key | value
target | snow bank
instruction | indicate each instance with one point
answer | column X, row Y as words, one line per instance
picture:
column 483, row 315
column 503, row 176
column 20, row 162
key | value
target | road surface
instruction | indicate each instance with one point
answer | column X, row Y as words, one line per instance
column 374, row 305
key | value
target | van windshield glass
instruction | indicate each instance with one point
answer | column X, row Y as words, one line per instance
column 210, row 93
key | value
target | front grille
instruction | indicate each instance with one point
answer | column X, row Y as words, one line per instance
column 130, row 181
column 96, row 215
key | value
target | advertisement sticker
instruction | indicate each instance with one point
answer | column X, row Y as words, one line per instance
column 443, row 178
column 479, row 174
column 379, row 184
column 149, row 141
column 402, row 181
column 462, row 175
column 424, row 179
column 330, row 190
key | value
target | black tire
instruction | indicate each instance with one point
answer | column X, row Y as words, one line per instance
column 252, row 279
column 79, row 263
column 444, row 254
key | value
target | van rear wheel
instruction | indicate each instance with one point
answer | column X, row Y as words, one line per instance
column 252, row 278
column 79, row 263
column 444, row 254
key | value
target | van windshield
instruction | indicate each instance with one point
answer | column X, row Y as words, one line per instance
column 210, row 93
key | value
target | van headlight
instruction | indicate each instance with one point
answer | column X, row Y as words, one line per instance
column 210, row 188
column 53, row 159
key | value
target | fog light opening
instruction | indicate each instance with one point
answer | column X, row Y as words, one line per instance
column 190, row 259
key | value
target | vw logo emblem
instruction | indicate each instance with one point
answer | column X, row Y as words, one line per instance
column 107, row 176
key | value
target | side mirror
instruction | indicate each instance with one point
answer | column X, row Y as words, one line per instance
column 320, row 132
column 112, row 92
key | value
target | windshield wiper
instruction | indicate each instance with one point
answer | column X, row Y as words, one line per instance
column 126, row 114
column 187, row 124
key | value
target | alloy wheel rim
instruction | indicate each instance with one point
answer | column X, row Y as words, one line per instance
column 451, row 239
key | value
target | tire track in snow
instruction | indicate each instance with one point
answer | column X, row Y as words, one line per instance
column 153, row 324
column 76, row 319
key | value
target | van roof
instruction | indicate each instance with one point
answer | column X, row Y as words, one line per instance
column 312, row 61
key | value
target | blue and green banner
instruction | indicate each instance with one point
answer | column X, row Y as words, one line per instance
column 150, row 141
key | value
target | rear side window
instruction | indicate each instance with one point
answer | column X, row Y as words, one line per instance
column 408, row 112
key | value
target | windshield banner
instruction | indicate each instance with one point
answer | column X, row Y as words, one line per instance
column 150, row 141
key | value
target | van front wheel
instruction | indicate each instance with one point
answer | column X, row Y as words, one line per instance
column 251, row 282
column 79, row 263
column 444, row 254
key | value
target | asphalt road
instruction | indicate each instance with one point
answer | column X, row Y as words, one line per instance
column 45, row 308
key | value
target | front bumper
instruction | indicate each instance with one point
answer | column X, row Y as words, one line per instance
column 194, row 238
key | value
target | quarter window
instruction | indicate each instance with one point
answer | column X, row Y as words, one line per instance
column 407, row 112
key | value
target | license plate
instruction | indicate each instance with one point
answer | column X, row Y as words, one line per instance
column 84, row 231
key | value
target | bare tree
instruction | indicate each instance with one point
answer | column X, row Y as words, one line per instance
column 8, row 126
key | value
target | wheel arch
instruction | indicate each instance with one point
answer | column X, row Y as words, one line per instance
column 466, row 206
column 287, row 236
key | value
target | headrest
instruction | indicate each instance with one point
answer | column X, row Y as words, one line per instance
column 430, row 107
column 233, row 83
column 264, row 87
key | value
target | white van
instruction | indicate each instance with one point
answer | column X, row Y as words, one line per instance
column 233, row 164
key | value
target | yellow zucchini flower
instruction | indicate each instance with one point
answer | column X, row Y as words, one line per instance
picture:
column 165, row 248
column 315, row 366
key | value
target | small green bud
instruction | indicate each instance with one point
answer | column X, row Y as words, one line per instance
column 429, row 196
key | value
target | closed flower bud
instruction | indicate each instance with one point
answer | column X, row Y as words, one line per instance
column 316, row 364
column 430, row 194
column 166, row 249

- TASK OBJECTIVE -
Transcribe the full listing exactly, omitting nothing.

- RESULT -
key | value
target | snow bank
instruction | indicate each instance with one point
answer | column X, row Y as words, one line per instance
picture:
column 483, row 315
column 503, row 176
column 20, row 162
key | value
target | road surface
instruction | indicate each instance with one point
answer | column X, row Y as words, one line per instance
column 374, row 305
key | value
target | van windshield glass
instruction | indicate each instance with one point
answer | column X, row Y as words, one line per instance
column 210, row 93
key | value
target | front grille
instruction | indicate each instance with one point
answer | column X, row Y as words, one line per instance
column 130, row 181
column 96, row 215
key | value
target | advertisement sticker
instruction | indicate each instance with one point
answer | column X, row Y as words, one line per instance
column 443, row 178
column 479, row 174
column 379, row 184
column 149, row 141
column 402, row 181
column 462, row 175
column 424, row 179
column 330, row 190
key | value
target | black tire
instruction | indicate each instance with one point
answer | column X, row Y as words, one line per instance
column 252, row 279
column 79, row 263
column 444, row 254
key | value
target | van rear wheel
instruction | indicate each instance with one point
answer | column X, row Y as words, one line per instance
column 252, row 278
column 79, row 263
column 444, row 254
key | value
target | van windshield
instruction | indicate each instance with one point
answer | column X, row Y as words, one line per instance
column 210, row 93
key | value
target | van headlight
instruction | indicate each instance with one point
answer | column X, row Y as words, one line per instance
column 210, row 188
column 53, row 159
key | value
target | fog light opening
instruction | indicate each instance with one point
answer | column X, row Y as words, one line per instance
column 190, row 259
key | value
target | vw logo emblem
instruction | indicate each instance with one point
answer | column X, row Y as words, one line per instance
column 107, row 176
key | value
target | side mirror
instruction | indicate each instance with one point
answer | column X, row Y as words, one line per instance
column 320, row 132
column 112, row 92
key | value
target | windshield wiper
instruction | indicate each instance with one point
answer | column X, row Y as words, one line per instance
column 126, row 114
column 187, row 124
key | value
target | alloy wheel rim
instruction | indicate each instance with one point
answer | column X, row Y as words, one line per instance
column 451, row 239
key | value
target | tire track in snow
instruction | indicate each instance with one point
answer | column X, row Y as words, one line per instance
column 153, row 324
column 76, row 319
key | value
target | van roof
instruction | indicate each instance with one point
answer | column X, row Y as words, one line per instance
column 312, row 61
key | value
target | blue and green banner
instruction | indicate each instance with one point
answer | column X, row Y as words, one line per instance
column 150, row 141
key | value
target | rear side window
instruction | indicate each instance with one point
answer | column X, row Y as words, one line per instance
column 408, row 112
key | value
target | windshield banner
instruction | indicate each instance with one point
answer | column X, row Y as words, one line per instance
column 150, row 141
key | value
target | van front wheel
instruction | indicate each instance with one point
answer | column X, row Y as words, one line per instance
column 251, row 282
column 79, row 263
column 444, row 254
key | value
target | asphalt road
instruction | indicate each instance with one point
answer | column X, row Y as words, one line per instance
column 45, row 308
key | value
target | front bumper
instruction | indicate each instance with one point
answer | column X, row Y as words, one line per instance
column 194, row 238
key | value
target | quarter window
instruction | indicate each instance with one point
answer | column X, row Y as words, one line per instance
column 407, row 112
key | value
target | license plate
instruction | indicate each instance with one point
answer | column X, row Y as words, one line per instance
column 84, row 231
key | value
target | bare tree
instruction | indicate each instance with one point
answer | column X, row Y as words, one line per instance
column 8, row 126
key | value
target | wheel arch
instruction | indicate each instance with one point
answer | column X, row Y as words, one line per instance
column 466, row 206
column 287, row 236
key | value
target | headrest
instruction | indicate each instance with one point
answer | column X, row Y as words, one line per instance
column 430, row 107
column 233, row 83
column 264, row 87
key | value
target | white van
instruction | indicate each instance with one point
answer | column X, row Y as words, one line per instance
column 233, row 164
key | value
target | yellow zucchini flower
instruction | indicate each instance with one point
answer | column X, row Y as words, one line per instance
picture:
column 165, row 248
column 315, row 366
key | value
target | small green bud
instruction | indicate each instance with one point
answer | column X, row Y as words, one line per instance
column 429, row 196
key | value
target | closed flower bud
instruction | indicate each instance with one point
answer | column X, row Y as words, one line per instance
column 316, row 364
column 430, row 194
column 166, row 249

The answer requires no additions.